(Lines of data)
···

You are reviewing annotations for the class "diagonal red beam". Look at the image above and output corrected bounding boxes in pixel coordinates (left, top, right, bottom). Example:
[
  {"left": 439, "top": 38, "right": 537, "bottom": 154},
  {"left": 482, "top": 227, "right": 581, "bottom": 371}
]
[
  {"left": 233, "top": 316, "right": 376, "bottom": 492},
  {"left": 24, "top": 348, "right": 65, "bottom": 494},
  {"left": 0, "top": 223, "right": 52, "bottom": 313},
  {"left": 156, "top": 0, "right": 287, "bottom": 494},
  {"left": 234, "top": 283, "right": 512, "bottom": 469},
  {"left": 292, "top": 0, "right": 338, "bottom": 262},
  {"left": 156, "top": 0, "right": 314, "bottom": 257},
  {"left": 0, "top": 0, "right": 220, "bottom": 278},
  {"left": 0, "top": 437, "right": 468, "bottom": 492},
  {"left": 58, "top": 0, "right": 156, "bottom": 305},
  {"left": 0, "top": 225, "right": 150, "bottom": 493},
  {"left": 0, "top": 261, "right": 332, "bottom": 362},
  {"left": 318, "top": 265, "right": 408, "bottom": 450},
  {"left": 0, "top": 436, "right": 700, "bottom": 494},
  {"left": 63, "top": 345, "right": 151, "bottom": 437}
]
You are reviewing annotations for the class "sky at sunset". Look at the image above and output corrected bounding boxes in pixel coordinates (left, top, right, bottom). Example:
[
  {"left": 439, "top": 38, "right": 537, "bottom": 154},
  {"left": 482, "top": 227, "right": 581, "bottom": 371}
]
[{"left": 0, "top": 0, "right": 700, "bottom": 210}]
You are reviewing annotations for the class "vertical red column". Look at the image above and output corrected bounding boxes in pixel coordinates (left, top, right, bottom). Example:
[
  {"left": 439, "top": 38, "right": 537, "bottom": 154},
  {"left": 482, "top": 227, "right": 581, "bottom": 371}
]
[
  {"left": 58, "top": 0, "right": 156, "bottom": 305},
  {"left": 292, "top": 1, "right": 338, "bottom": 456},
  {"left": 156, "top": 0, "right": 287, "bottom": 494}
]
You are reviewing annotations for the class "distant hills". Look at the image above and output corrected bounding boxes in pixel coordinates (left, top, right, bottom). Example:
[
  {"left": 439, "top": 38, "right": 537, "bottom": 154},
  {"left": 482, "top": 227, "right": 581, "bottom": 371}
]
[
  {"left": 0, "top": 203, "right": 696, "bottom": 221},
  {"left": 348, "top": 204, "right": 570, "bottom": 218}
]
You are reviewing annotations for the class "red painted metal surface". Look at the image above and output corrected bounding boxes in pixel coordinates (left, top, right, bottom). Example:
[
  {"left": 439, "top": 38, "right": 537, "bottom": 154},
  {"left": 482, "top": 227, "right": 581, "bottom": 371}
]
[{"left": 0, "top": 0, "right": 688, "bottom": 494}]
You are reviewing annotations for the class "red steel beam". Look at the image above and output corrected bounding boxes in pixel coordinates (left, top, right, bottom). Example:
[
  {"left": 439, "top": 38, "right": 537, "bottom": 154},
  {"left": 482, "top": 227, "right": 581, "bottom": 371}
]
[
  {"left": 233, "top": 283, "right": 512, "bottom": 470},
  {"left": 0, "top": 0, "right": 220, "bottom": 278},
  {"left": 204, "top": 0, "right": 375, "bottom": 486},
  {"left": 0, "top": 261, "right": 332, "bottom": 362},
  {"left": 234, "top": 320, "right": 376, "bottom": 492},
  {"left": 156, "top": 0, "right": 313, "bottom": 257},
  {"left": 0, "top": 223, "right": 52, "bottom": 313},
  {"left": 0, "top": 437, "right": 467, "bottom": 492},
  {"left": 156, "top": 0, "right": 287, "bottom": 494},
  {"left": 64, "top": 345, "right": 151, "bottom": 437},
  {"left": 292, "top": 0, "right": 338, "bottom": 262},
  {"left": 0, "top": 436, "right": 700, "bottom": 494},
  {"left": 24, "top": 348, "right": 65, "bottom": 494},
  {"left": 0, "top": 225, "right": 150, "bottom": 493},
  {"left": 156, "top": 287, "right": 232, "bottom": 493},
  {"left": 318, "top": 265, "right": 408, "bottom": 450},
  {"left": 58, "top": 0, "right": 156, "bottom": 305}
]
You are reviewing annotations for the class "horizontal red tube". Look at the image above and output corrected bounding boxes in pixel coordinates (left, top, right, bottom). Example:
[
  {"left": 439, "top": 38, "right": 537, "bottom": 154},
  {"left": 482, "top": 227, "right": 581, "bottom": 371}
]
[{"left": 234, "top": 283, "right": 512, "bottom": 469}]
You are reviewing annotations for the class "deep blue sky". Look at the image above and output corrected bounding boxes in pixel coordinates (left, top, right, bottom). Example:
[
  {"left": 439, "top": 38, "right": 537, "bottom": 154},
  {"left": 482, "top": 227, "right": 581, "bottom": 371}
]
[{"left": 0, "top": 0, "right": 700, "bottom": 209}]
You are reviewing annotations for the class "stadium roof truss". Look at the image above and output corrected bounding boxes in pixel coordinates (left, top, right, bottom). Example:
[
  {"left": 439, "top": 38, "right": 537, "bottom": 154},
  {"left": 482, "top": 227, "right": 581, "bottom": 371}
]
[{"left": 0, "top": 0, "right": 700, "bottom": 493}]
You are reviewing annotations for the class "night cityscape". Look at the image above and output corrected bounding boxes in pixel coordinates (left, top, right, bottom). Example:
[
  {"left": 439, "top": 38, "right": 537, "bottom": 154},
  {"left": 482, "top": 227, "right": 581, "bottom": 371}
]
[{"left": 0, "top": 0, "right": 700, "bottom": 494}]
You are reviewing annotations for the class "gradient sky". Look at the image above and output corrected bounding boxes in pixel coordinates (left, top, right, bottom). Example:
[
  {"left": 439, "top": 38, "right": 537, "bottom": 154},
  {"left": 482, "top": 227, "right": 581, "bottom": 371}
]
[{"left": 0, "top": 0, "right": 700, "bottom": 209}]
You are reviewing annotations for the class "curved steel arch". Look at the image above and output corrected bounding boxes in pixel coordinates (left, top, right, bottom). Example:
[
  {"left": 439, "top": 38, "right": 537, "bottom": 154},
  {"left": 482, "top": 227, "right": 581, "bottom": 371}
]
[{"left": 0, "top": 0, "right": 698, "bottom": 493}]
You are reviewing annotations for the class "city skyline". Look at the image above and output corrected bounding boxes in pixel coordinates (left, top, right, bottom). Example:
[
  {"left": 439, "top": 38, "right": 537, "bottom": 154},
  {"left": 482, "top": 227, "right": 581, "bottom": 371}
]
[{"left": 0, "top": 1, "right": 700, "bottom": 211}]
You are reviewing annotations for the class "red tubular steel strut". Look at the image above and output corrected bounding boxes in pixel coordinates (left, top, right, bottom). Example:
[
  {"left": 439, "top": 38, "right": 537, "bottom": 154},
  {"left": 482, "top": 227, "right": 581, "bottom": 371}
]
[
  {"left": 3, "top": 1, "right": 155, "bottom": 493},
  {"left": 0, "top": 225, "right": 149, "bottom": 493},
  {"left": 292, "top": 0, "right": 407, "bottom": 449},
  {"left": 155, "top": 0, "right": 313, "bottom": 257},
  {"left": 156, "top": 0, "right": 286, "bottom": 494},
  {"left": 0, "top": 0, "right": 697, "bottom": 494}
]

···

Exercise task. Please set down the whole listing above without altering a single line.

The result.
You are reviewing annotations for the class "diagonal red beam". Look at the image above and output corrected bounding boxes in pixel coordinates (left, top, right, bottom). Example:
[
  {"left": 439, "top": 38, "right": 537, "bottom": 154},
  {"left": 482, "top": 227, "right": 581, "bottom": 371}
]
[
  {"left": 233, "top": 316, "right": 376, "bottom": 492},
  {"left": 24, "top": 348, "right": 65, "bottom": 494},
  {"left": 0, "top": 223, "right": 52, "bottom": 313},
  {"left": 156, "top": 0, "right": 287, "bottom": 494},
  {"left": 234, "top": 283, "right": 512, "bottom": 469},
  {"left": 292, "top": 0, "right": 338, "bottom": 262},
  {"left": 156, "top": 0, "right": 314, "bottom": 257},
  {"left": 0, "top": 0, "right": 220, "bottom": 278},
  {"left": 0, "top": 437, "right": 468, "bottom": 492},
  {"left": 58, "top": 0, "right": 156, "bottom": 305},
  {"left": 0, "top": 225, "right": 150, "bottom": 493},
  {"left": 0, "top": 261, "right": 332, "bottom": 362},
  {"left": 318, "top": 265, "right": 408, "bottom": 450},
  {"left": 0, "top": 436, "right": 700, "bottom": 494},
  {"left": 63, "top": 345, "right": 151, "bottom": 437}
]
You are reviewing annotations for the class "sky at sunset". Look at the image above and output corrected bounding boxes in pixel coordinates (left, top, right, bottom). Example:
[
  {"left": 439, "top": 38, "right": 537, "bottom": 154},
  {"left": 482, "top": 227, "right": 581, "bottom": 371}
]
[{"left": 0, "top": 0, "right": 700, "bottom": 210}]
You are reviewing annotations for the class "vertical red column". Look at the image above and output corrected bounding boxes in pixel coordinates (left, top, right, bottom). Example:
[
  {"left": 439, "top": 38, "right": 537, "bottom": 154},
  {"left": 482, "top": 227, "right": 581, "bottom": 371}
]
[
  {"left": 58, "top": 0, "right": 156, "bottom": 305},
  {"left": 292, "top": 1, "right": 338, "bottom": 456},
  {"left": 156, "top": 0, "right": 287, "bottom": 494}
]
You are reviewing annotations for the class "distant hills". Look at the image above and output corrected bounding boxes in pixel coordinates (left, top, right, bottom). Example:
[
  {"left": 439, "top": 38, "right": 537, "bottom": 154},
  {"left": 482, "top": 227, "right": 581, "bottom": 371}
]
[
  {"left": 0, "top": 203, "right": 696, "bottom": 221},
  {"left": 348, "top": 204, "right": 570, "bottom": 218}
]
You are reviewing annotations for the class "red painted metal surface". Look at the image above and output corrected bounding boxes in pixel coordinates (left, top, right, bottom). Example:
[
  {"left": 439, "top": 38, "right": 537, "bottom": 154},
  {"left": 482, "top": 227, "right": 581, "bottom": 371}
]
[{"left": 0, "top": 0, "right": 688, "bottom": 494}]
You are reviewing annotations for the class "red steel beam". Look at the image above and output corrected bounding boxes in pixel coordinates (left, top, right, bottom). Example:
[
  {"left": 439, "top": 38, "right": 537, "bottom": 154},
  {"left": 482, "top": 227, "right": 581, "bottom": 371}
]
[
  {"left": 233, "top": 283, "right": 512, "bottom": 470},
  {"left": 0, "top": 0, "right": 220, "bottom": 278},
  {"left": 204, "top": 0, "right": 375, "bottom": 486},
  {"left": 0, "top": 261, "right": 332, "bottom": 362},
  {"left": 234, "top": 320, "right": 376, "bottom": 492},
  {"left": 156, "top": 0, "right": 313, "bottom": 257},
  {"left": 0, "top": 223, "right": 52, "bottom": 313},
  {"left": 0, "top": 437, "right": 467, "bottom": 492},
  {"left": 156, "top": 0, "right": 287, "bottom": 494},
  {"left": 64, "top": 345, "right": 151, "bottom": 437},
  {"left": 292, "top": 0, "right": 338, "bottom": 262},
  {"left": 0, "top": 436, "right": 700, "bottom": 494},
  {"left": 24, "top": 348, "right": 65, "bottom": 494},
  {"left": 0, "top": 225, "right": 150, "bottom": 493},
  {"left": 156, "top": 287, "right": 232, "bottom": 493},
  {"left": 318, "top": 265, "right": 408, "bottom": 450},
  {"left": 58, "top": 0, "right": 156, "bottom": 305}
]
You are reviewing annotations for the class "horizontal red tube". Look at the image above and output corrected bounding boxes in pixel coordinates (left, top, right, bottom). Example:
[
  {"left": 439, "top": 38, "right": 537, "bottom": 154},
  {"left": 482, "top": 227, "right": 581, "bottom": 371}
]
[{"left": 234, "top": 283, "right": 512, "bottom": 469}]
You are reviewing annotations for the class "deep blue sky". Look at the image above and output corrected bounding boxes in pixel coordinates (left, top, right, bottom). Example:
[
  {"left": 439, "top": 38, "right": 537, "bottom": 154},
  {"left": 482, "top": 227, "right": 581, "bottom": 371}
]
[{"left": 0, "top": 0, "right": 700, "bottom": 209}]
You are reviewing annotations for the class "stadium roof truss". Look at the image above and output corrected bounding boxes in pixel coordinates (left, top, right, bottom). Example:
[
  {"left": 439, "top": 38, "right": 537, "bottom": 154},
  {"left": 482, "top": 227, "right": 581, "bottom": 371}
]
[{"left": 0, "top": 0, "right": 700, "bottom": 493}]
You are reviewing annotations for the class "night cityscape". Look at the image above and output corrected bounding boxes in pixel coordinates (left, top, right, bottom). Example:
[
  {"left": 439, "top": 38, "right": 537, "bottom": 154},
  {"left": 482, "top": 227, "right": 581, "bottom": 371}
]
[{"left": 0, "top": 0, "right": 700, "bottom": 494}]
You are reviewing annotations for the class "gradient sky". Look at the image above and output corrected bounding boxes in pixel coordinates (left, top, right, bottom). Example:
[
  {"left": 439, "top": 38, "right": 537, "bottom": 154},
  {"left": 482, "top": 227, "right": 581, "bottom": 371}
]
[{"left": 0, "top": 0, "right": 700, "bottom": 209}]
You are reviewing annotations for the class "curved steel arch". Look at the image above and output corrected bounding boxes in pixel coordinates (left, top, right, bottom). Example:
[
  {"left": 439, "top": 38, "right": 537, "bottom": 154},
  {"left": 482, "top": 227, "right": 581, "bottom": 371}
]
[{"left": 0, "top": 0, "right": 698, "bottom": 493}]
You are reviewing annotations for the class "city skyline". Look at the image above and output corrected bounding boxes in pixel coordinates (left, top, right, bottom). Example:
[
  {"left": 439, "top": 38, "right": 537, "bottom": 154},
  {"left": 482, "top": 227, "right": 581, "bottom": 371}
]
[{"left": 0, "top": 1, "right": 700, "bottom": 211}]
You are reviewing annotations for the class "red tubular steel strut". Look at the image above and output corrected bounding boxes in pixel coordinates (left, top, right, bottom). Example:
[
  {"left": 439, "top": 38, "right": 537, "bottom": 154},
  {"left": 482, "top": 227, "right": 581, "bottom": 371}
]
[
  {"left": 3, "top": 1, "right": 155, "bottom": 493},
  {"left": 0, "top": 225, "right": 149, "bottom": 493},
  {"left": 292, "top": 0, "right": 407, "bottom": 449},
  {"left": 155, "top": 0, "right": 313, "bottom": 257},
  {"left": 156, "top": 0, "right": 286, "bottom": 494},
  {"left": 0, "top": 0, "right": 697, "bottom": 494}
]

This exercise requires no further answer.